● Task to carry out
In the records below, copy the stretch from the line containing "black hood occupies." through the line containing "[242,82,282,122]", with every line kept. Add 52 to each number in the answer coordinates and leave the rest unchanged.

--- Dataset ---

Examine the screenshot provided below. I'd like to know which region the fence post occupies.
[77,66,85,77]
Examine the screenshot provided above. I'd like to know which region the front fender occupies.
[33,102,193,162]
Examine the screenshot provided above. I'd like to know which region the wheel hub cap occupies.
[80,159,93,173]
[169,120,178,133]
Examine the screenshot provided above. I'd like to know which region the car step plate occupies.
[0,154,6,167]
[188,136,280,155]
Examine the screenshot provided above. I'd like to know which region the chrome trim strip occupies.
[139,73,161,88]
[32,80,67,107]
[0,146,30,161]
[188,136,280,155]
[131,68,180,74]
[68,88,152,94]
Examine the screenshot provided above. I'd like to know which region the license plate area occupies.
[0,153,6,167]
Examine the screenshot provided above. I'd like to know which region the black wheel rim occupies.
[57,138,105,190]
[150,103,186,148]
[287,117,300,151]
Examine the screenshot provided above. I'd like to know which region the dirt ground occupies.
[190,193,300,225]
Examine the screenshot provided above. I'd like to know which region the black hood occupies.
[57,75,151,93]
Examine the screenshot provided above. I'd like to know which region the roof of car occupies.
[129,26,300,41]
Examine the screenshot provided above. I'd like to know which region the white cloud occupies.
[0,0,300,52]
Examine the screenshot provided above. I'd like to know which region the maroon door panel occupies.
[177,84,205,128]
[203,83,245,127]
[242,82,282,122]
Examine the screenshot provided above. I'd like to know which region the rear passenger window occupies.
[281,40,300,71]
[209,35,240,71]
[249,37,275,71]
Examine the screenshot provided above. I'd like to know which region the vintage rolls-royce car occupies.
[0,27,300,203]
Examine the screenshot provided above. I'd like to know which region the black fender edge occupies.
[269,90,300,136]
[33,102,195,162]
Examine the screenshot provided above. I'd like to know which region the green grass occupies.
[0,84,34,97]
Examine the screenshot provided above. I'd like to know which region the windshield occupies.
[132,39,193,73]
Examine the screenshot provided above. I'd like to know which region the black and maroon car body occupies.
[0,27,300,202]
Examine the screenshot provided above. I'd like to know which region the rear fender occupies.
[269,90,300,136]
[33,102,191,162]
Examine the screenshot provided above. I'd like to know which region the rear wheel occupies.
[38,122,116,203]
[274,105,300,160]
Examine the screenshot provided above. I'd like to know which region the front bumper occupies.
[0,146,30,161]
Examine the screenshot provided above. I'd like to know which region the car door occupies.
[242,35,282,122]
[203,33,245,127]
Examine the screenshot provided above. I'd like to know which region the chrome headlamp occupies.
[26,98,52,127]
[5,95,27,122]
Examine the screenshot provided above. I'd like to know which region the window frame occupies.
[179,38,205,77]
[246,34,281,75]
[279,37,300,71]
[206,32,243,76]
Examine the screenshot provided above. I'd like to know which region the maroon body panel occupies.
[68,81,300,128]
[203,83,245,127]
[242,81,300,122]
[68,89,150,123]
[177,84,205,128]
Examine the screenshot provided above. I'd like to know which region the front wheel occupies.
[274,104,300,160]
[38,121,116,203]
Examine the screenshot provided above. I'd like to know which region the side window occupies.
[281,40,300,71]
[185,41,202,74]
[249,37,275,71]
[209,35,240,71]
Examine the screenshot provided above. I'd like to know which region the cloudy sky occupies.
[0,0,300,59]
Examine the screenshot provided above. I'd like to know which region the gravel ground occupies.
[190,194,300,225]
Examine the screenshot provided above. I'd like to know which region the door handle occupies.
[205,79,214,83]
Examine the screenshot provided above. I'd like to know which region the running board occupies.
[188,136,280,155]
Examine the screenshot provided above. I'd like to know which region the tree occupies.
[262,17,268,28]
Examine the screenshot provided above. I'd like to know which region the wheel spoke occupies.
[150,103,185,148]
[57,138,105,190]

---

● Response below
Examine the screenshot provided above. I'd like to know which region the black hood occupies.
[109,127,203,145]
Examine the screenshot provided above. I'd like to know which region the roof of car occupies.
[181,78,352,93]
Examine the screenshot provided above. I'd like to know which region the white cloud occupies.
[52,52,352,104]
Examine the screenshot provided above. I'd like to know which region the maroon door panel occupies.
[229,136,257,180]
[255,135,297,179]
[294,134,334,174]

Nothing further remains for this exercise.